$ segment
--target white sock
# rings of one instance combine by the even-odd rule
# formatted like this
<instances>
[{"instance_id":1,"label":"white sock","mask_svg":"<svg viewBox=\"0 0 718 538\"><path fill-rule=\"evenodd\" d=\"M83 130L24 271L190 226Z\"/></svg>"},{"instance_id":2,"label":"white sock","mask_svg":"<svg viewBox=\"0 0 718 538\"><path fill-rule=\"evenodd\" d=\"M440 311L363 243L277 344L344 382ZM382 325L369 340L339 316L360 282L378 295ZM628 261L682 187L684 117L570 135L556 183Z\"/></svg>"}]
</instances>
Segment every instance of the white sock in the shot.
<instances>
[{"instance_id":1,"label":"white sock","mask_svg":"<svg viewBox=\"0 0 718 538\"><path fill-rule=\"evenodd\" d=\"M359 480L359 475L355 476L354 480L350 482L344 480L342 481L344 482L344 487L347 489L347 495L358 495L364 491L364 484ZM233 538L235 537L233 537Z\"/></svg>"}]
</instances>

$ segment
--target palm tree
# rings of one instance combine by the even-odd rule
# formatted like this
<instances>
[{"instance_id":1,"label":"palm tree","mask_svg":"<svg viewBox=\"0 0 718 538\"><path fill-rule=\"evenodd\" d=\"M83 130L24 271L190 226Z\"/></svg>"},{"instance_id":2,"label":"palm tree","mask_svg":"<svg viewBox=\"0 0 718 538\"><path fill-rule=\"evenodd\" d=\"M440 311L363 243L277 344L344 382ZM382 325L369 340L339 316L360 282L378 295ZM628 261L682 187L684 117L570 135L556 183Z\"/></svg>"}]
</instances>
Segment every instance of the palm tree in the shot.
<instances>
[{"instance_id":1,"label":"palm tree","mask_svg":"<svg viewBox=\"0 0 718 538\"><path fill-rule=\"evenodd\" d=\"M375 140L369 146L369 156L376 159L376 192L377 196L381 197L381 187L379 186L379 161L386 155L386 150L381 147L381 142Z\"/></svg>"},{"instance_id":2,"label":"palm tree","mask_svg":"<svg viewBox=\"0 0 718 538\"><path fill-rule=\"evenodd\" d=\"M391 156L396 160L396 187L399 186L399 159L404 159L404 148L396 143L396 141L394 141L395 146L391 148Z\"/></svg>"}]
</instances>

__What the task requires__: Find each line in the material above that contains the word "sock", and copy those lines. Match case exactly.

__Solution to the problem__:
--target white sock
[{"instance_id":1,"label":"white sock","mask_svg":"<svg viewBox=\"0 0 718 538\"><path fill-rule=\"evenodd\" d=\"M83 130L24 271L190 226Z\"/></svg>"},{"instance_id":2,"label":"white sock","mask_svg":"<svg viewBox=\"0 0 718 538\"><path fill-rule=\"evenodd\" d=\"M440 311L363 243L277 344L344 382ZM382 325L369 340L339 316L360 282L378 295ZM628 261L682 187L684 117L570 135L556 183Z\"/></svg>"}]
Segment every instance of the white sock in the shot.
[{"instance_id":1,"label":"white sock","mask_svg":"<svg viewBox=\"0 0 718 538\"><path fill-rule=\"evenodd\" d=\"M359 480L359 475L355 476L354 480L350 482L344 480L342 481L344 482L344 487L347 489L347 495L358 495L364 491L364 484ZM233 538L235 537L233 537Z\"/></svg>"}]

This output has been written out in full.